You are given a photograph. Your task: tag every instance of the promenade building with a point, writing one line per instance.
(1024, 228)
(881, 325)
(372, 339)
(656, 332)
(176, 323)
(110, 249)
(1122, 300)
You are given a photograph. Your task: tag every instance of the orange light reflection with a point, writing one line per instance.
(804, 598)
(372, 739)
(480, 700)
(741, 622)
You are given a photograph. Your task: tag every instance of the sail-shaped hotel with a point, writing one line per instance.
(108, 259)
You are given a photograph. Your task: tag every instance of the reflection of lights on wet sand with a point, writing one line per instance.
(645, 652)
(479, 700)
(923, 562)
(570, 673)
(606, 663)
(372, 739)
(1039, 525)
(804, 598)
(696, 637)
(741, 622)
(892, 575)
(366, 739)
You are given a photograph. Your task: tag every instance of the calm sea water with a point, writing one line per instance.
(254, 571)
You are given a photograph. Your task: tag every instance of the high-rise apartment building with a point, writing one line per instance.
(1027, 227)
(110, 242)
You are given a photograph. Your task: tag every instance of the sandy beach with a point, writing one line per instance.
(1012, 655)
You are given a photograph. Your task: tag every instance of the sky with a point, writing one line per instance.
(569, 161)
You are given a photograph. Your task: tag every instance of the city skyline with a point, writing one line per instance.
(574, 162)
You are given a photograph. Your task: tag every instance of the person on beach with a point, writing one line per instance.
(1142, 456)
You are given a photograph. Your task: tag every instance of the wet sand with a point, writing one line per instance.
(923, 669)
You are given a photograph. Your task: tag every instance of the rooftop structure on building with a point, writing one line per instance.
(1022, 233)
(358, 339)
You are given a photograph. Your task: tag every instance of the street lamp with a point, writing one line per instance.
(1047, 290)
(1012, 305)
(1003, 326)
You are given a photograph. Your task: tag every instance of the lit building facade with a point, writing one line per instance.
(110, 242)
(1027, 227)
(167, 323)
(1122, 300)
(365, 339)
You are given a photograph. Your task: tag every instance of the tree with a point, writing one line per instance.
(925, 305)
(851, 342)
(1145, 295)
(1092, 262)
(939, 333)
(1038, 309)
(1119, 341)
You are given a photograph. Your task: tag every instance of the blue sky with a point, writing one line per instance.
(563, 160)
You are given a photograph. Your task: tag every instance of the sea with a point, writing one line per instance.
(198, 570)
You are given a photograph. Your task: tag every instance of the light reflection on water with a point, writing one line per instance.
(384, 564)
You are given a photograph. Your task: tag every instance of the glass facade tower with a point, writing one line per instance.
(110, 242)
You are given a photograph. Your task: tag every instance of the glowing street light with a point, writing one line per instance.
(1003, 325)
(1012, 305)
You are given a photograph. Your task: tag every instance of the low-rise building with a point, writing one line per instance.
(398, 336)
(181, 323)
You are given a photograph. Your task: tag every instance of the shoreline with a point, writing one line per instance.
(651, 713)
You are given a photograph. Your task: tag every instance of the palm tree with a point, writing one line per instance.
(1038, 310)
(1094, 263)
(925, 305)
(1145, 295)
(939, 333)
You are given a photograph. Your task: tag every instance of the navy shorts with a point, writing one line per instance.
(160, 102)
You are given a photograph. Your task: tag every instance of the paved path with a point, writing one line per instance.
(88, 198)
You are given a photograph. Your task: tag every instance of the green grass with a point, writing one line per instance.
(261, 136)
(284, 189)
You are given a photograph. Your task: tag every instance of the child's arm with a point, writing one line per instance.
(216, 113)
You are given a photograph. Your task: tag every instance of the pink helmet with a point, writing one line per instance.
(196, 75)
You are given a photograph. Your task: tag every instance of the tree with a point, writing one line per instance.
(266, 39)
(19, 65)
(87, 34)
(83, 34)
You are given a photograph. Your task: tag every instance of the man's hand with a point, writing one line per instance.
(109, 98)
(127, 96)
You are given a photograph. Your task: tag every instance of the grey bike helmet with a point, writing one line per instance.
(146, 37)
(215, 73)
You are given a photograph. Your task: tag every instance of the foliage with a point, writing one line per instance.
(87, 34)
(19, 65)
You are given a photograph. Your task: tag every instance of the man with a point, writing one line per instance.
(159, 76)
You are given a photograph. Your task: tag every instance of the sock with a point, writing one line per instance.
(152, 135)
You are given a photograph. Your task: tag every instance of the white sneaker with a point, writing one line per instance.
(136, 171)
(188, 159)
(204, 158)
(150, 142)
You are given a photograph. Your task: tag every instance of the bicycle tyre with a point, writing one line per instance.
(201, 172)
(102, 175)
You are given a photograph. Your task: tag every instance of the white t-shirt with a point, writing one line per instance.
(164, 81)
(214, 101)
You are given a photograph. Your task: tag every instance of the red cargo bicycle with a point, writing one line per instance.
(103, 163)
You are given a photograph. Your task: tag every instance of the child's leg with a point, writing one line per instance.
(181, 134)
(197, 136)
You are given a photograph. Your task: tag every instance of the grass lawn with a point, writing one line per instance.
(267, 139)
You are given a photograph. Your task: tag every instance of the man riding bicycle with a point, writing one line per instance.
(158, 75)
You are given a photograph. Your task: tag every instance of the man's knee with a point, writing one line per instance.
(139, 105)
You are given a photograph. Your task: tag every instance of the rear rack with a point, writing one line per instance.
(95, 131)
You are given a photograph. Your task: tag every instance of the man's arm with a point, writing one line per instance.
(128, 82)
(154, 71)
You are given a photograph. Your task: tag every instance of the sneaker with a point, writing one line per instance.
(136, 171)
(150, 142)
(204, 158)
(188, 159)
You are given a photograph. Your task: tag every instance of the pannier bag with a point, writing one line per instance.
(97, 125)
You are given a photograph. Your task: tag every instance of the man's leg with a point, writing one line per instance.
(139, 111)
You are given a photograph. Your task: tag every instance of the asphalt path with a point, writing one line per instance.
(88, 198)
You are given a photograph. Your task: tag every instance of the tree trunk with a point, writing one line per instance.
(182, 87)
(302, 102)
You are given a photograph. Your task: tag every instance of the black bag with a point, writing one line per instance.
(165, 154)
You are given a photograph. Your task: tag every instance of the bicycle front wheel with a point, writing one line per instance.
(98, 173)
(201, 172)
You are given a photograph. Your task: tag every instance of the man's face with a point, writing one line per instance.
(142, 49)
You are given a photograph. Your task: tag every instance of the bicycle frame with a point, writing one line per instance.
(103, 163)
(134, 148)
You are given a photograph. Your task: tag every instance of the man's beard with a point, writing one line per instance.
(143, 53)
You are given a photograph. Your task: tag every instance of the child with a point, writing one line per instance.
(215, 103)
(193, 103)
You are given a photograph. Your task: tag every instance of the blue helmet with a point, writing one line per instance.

- JOB -
From the records above, extract every entry verbatim.

- ANSWER TO THE EXERCISE -
You are given a photograph. Your task: tag every instance of the promenade building with a point, writing one line per instance.
(1024, 228)
(881, 325)
(372, 339)
(656, 332)
(176, 323)
(110, 249)
(1122, 300)
You are given a photograph. Your task: tag every instance of the orange light reflection with a point, writing one line per instance.
(804, 598)
(372, 739)
(480, 700)
(741, 622)
You are given a photograph. Your task: tag every instance of the sail-shaped hotel with a point, writing one line per instance.
(108, 259)
You are given a photograph. Your task: tag every instance of the reflection of lights on wet sand with a point, writing one line per instance.
(645, 652)
(479, 700)
(923, 562)
(570, 673)
(606, 663)
(372, 739)
(1039, 525)
(804, 598)
(696, 637)
(741, 622)
(892, 575)
(366, 739)
You are given a photograph. Your task: tag every instance of the calm sea water with a point, writing one line per instance.
(254, 571)
You are given a photograph. Your task: tag every instance of the high-rise apartment building with a point, writing one line per instance.
(1027, 227)
(110, 242)
You are given a photograph. Your task: tag every instance of the sandy beach with a point, writing one line per instance.
(1012, 655)
You are given a photograph. Your task: tag every instance of the sky with a point, writing one line per instance.
(569, 161)
You are given a photograph. Your task: tag every instance of the city skyline with a point, writing one line per instance.
(574, 162)
You are given a photograph. Your task: tag every instance of the person on beach with a point, writing one line per instance.
(1142, 456)
You are given a photograph. Your task: tag every instance of the wet sand with a point, writing one line per instance.
(923, 669)
You are given a photograph. Your task: tag every instance of the rooftop structure on building with a point, writing one line per instance.
(1022, 233)
(358, 339)
You are given a photograph. Your task: tag every instance of the street lamp with a point, writing one line per instance.
(1047, 290)
(1012, 305)
(1003, 326)
You are given a photograph. Your task: tag every instance of the lit building facade with a point, writing one line per instance.
(110, 242)
(1027, 227)
(167, 323)
(1122, 300)
(365, 339)
You are given a photograph. Your task: tag every instance of the tree with a point, writing one line per instance.
(925, 305)
(851, 342)
(1145, 295)
(1092, 262)
(939, 333)
(1038, 309)
(1119, 341)
You are given a photograph. Your task: tag every instance of the blue sky with a point, writing one line per instance.
(563, 160)
You are given a photograph. Your task: tag every instance of the sea with a point, writing one line per instance.
(198, 570)
You are given a photograph. Your task: tag every instance of the light reflection on water with a point, writing one line per instance.
(384, 564)
You are given a photograph. Your task: tag every instance of the glass facade tower with a point, writing one line per instance.
(110, 242)
You are given a photograph. Your task: tag every instance of the glowing street light with a point, writing one line per instance.
(1003, 325)
(1012, 305)
You are given a photograph. Your task: tag every instance of the low-rise building with a point, writing one line per instance.
(398, 336)
(181, 323)
You are given a photograph. Your task: tag every instance of the shoreline with a point, writing one line per instance.
(651, 713)
You are given a photograph. Your task: tag every instance of the palm tree with a point, writing one line per instance.
(1038, 310)
(1094, 263)
(925, 305)
(1145, 295)
(939, 333)
You are given a photograph. Your task: tag every instance of the navy shorts with a point, writing one line per instance.
(160, 102)
You are given a photograph. Your task: tag every instance of the paved path with a point, writing one line per instance.
(88, 198)
You are given a photograph. Your task: tag every instance of the green grass with a point, writing one line per instance.
(261, 136)
(284, 189)
You are given a photograph. Your task: tag every instance of the child's arm with a point, writing one line per instance.
(216, 113)
You are given a photograph. Your task: tag every instance of the pink helmet with a point, writing one line per instance.
(196, 75)
You are given a photograph. Your task: tag every instance of the tree with a point, writing one line per instance.
(266, 39)
(19, 65)
(87, 34)
(83, 34)
You are given a photograph. Your task: tag every instance of the man's hand with a point, writing one line per instance.
(109, 98)
(127, 96)
You are given a photograph. Your task: tag every instance of the grey bike helmet with a point, writing one line per instance.
(146, 37)
(215, 73)
You are given a photograph. Your task: tag every instance of the foliage with a point, writing one line per instance.
(87, 34)
(19, 65)
You are given a photograph. Your task: tag every instance of the man with a point, writing one line per instance.
(159, 76)
You are given a photograph. Your task: tag every instance of the sock with a point, writing one line per instance.
(152, 135)
You are given a photograph. Your task: tag every instance of the white sneaker with a point, writing one line per instance.
(136, 171)
(188, 159)
(204, 158)
(150, 142)
You are given a photograph. Your task: tag every instance of the bicycle tyre with a point, writing one line per instance.
(201, 172)
(102, 175)
You are given a photograph. Your task: tag every instance of the white t-shirt with a point, writing one line per instance.
(164, 81)
(214, 101)
You are given a photograph. Your task: tag every instance of the red cargo bicycle with a point, writing one line per instance.
(103, 163)
You are given a photograph. Your task: tag every instance of the child's leg with a point, writing one line per instance.
(181, 134)
(197, 136)
You are given a photograph. Your task: tag every instance of the grass lawn with a point, writing one line per instance.
(267, 139)
You are given a photograph. Your task: tag every instance of the man riding bicycle with a point, writing one line per instance.
(158, 75)
You are given a photograph. Your task: tag every instance of the man's knee with a point, writing one line per instance.
(139, 105)
You are given a photograph. Your task: tag every instance of the rear rack with a point, writing one line per instance.
(95, 131)
You are given a photograph. Your task: tag every instance of the man's arm with a point, writing one line per instance.
(128, 82)
(154, 71)
You are given a photograph. Your task: tag every instance of the sneaker with a point, writing one line per instance.
(136, 171)
(150, 142)
(204, 158)
(188, 159)
You are given a photograph. Your task: tag every instance of the pannier bag with a point, writing one line per instance.
(97, 125)
You are given a photograph. Your task: tag every instance of the man's leg with a point, writing one line per instance.
(139, 111)
You are given a photograph. Your task: tag every instance of the asphalt path with a point, writing one line per instance.
(88, 198)
You are given a photograph. Your task: tag every instance of the tree trunk with a point, writing one line per instance.
(182, 87)
(302, 102)
You are given a photograph. Your task: tag every instance of the black bag with a point, writing one line per instance.
(165, 154)
You are given a photograph. Your task: tag every instance of the bicycle front wheel with a point, writing one line per instance.
(98, 173)
(201, 172)
You are given a photograph. Your task: tag every instance of the man's face with a point, writing one line per instance.
(142, 49)
You are given a photograph. Your task: tag every instance of the bicycle frame with a point, writing one line per instance.
(103, 163)
(134, 148)
You are given a photograph. Your task: tag every instance of the man's beard with a point, writing one line per instance.
(143, 53)
You are given a photograph. Your task: tag every instance of the child with a point, writing one line per instance.
(215, 103)
(193, 103)
You are given a photograph. Your task: tag every instance of the blue helmet with a point, writing one line per instance.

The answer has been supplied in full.